# Your goal:
Using the records that follow, count the lines containing the word "large" and give that number only.
== Data for this exercise
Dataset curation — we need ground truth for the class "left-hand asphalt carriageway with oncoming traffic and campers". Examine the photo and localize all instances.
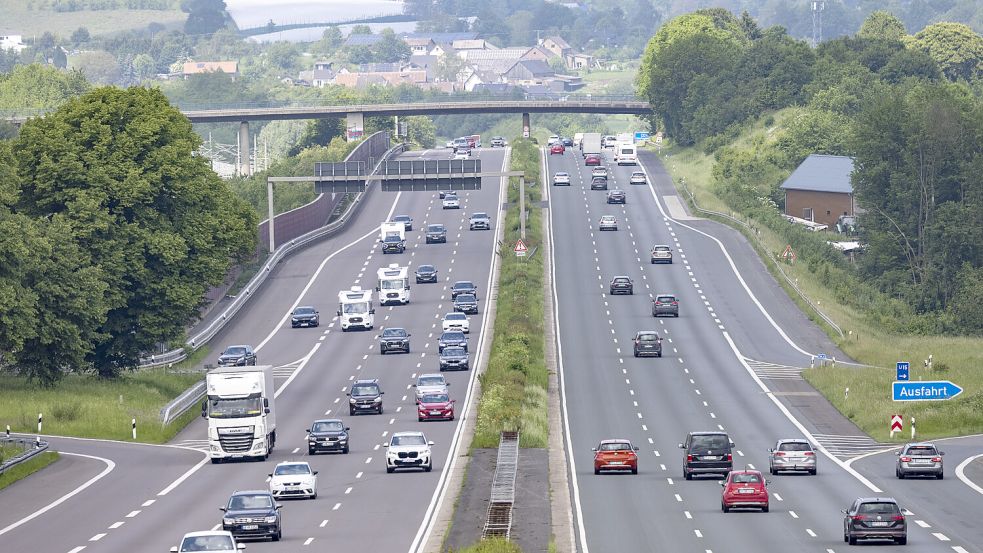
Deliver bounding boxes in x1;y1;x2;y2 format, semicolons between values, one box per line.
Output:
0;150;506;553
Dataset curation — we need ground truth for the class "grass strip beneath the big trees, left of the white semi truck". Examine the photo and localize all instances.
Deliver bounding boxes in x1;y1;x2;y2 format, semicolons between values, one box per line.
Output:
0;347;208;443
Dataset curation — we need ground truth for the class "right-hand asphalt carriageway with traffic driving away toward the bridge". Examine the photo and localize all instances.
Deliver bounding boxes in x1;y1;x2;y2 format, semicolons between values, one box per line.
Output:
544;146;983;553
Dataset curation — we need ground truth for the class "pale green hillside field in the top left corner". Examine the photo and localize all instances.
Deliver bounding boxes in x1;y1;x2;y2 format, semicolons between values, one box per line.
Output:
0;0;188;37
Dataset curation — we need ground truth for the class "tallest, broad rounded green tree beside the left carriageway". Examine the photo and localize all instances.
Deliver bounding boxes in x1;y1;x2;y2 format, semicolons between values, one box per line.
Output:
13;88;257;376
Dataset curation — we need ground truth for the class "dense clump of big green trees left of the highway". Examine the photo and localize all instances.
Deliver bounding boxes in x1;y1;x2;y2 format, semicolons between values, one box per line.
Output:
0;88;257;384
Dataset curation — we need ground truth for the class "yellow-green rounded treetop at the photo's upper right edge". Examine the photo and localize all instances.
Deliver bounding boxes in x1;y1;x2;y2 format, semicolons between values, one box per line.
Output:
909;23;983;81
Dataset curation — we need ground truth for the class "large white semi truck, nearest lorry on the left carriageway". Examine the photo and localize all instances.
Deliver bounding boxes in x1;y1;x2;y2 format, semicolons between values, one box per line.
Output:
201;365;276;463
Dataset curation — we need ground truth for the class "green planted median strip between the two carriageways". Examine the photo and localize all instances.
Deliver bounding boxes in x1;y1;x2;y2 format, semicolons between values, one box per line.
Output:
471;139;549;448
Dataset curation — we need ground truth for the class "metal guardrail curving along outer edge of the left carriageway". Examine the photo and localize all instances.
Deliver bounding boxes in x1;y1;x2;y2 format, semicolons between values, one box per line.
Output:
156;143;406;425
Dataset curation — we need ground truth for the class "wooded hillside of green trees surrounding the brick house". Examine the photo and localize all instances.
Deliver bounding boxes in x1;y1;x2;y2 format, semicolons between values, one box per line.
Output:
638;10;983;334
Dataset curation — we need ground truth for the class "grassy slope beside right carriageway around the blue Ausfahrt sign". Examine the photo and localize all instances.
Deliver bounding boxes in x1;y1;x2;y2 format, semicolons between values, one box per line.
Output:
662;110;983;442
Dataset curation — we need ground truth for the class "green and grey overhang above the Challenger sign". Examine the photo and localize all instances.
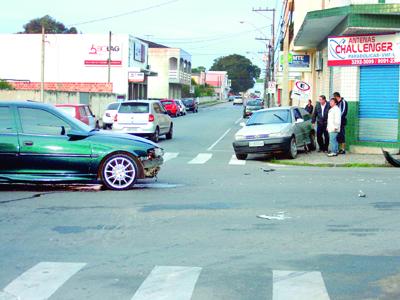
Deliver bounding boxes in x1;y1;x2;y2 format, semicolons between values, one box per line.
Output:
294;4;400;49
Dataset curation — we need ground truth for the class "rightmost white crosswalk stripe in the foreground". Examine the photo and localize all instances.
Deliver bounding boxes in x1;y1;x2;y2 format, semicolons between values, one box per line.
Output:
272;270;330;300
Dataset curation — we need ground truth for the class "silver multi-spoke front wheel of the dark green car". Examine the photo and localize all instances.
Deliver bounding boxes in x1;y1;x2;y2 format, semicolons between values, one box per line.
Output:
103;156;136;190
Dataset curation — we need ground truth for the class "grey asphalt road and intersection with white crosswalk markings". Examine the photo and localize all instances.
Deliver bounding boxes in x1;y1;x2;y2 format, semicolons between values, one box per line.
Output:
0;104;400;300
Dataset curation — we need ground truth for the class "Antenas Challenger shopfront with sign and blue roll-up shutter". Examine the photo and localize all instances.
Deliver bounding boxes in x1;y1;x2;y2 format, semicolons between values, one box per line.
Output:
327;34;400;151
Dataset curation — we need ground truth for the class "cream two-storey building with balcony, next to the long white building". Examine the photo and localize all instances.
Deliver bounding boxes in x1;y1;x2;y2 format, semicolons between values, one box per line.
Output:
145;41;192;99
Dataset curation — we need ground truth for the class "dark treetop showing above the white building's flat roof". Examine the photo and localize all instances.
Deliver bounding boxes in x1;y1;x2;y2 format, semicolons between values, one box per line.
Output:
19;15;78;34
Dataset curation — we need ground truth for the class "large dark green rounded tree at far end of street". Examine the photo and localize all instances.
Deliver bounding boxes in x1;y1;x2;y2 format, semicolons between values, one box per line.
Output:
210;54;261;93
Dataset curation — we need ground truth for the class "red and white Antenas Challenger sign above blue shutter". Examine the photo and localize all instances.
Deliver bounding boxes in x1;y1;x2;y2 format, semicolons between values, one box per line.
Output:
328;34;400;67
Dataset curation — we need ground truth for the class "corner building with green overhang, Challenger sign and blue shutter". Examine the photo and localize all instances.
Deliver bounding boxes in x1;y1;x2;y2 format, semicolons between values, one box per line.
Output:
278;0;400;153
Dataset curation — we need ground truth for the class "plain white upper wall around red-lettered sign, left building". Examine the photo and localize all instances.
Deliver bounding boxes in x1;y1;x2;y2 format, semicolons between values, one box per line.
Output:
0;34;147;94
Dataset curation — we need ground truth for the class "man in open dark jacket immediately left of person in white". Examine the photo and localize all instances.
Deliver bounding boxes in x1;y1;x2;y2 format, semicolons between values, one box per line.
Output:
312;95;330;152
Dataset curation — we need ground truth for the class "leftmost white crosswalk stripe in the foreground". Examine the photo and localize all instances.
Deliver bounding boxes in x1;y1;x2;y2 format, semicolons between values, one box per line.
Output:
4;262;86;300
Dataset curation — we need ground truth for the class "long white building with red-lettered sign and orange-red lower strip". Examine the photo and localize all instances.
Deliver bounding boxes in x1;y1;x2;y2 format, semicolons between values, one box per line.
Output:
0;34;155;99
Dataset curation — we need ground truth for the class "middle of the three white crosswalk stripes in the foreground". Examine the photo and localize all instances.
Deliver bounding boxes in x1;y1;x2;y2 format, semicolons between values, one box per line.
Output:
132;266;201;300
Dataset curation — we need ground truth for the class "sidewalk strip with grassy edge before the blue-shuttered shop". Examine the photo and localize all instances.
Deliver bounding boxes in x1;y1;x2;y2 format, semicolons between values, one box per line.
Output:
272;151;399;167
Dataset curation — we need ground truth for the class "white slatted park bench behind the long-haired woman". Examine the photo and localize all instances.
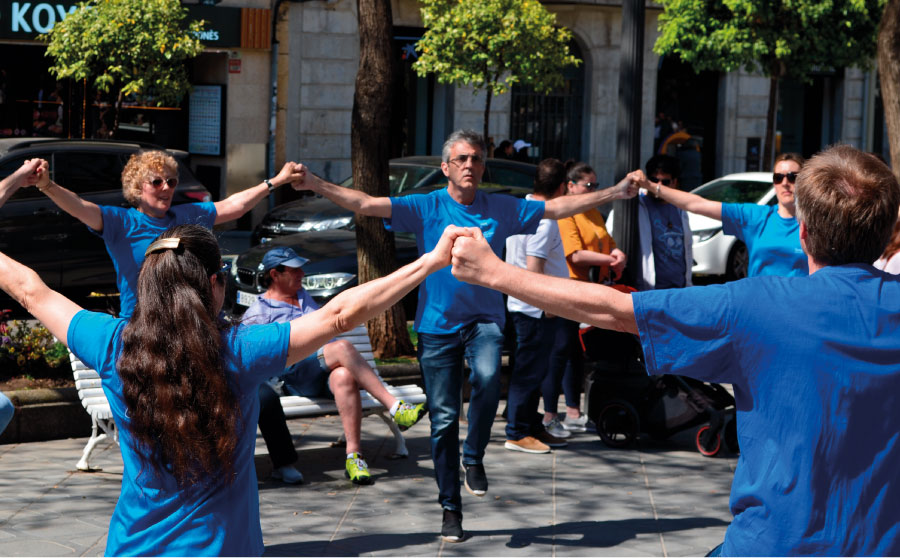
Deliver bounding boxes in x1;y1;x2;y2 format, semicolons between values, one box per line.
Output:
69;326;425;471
====
# Finished task:
2